Pick out every line in the rows below that contains the word "beige", treating uppercase and lowercase as different.

Data taken from a collection
..........
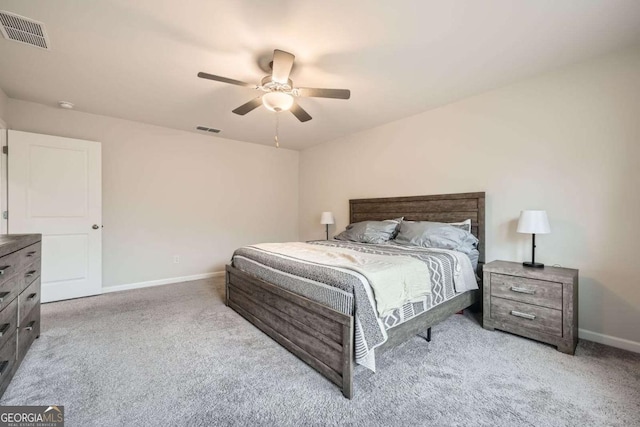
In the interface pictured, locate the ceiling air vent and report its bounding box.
[0,10,51,50]
[196,126,220,133]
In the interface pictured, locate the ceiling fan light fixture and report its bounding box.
[262,92,293,113]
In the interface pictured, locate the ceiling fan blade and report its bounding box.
[233,96,262,116]
[289,102,311,123]
[198,72,256,88]
[271,49,296,84]
[297,87,351,99]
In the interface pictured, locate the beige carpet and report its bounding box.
[0,279,640,426]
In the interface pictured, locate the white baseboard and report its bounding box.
[102,271,224,294]
[578,329,640,353]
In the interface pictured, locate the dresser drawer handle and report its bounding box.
[511,310,536,320]
[511,286,536,295]
[24,320,36,331]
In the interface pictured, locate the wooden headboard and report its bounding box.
[349,192,485,262]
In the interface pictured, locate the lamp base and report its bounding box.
[522,262,544,268]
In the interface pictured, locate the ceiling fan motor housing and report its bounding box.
[260,75,293,92]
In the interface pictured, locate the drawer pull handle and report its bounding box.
[511,310,536,320]
[24,320,36,331]
[511,286,536,295]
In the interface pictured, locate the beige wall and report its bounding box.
[300,49,640,350]
[0,89,9,123]
[7,99,299,287]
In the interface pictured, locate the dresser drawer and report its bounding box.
[0,242,42,285]
[0,276,22,310]
[0,331,18,396]
[18,278,40,328]
[0,298,18,348]
[491,298,562,337]
[491,273,562,310]
[18,305,40,361]
[18,259,41,289]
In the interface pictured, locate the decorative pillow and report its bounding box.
[396,221,478,254]
[334,219,400,243]
[447,219,471,233]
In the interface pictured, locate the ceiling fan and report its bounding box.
[198,49,351,122]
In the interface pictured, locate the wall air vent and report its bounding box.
[196,126,220,133]
[0,10,51,50]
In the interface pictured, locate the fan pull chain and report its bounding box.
[275,113,280,148]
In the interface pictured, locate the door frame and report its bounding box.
[0,119,9,234]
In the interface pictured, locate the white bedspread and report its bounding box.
[252,242,430,317]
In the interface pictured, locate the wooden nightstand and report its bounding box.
[483,261,578,354]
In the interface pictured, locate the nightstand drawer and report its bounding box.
[491,297,562,337]
[491,273,562,310]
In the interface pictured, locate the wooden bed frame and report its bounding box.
[225,192,485,399]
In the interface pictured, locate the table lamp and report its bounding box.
[517,211,551,268]
[320,212,335,240]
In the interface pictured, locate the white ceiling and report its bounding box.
[0,0,640,149]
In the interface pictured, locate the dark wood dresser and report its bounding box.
[0,234,42,396]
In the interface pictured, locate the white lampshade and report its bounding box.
[517,211,551,234]
[320,212,334,225]
[262,92,293,113]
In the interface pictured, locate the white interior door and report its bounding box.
[7,130,102,302]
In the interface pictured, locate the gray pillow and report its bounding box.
[396,221,478,254]
[334,220,399,243]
..........
Answer to this problem:
In the interface pictured, locate the beige carpet and report its bounding box.
In the interface pictured, locate the beige wall and report its bounding box.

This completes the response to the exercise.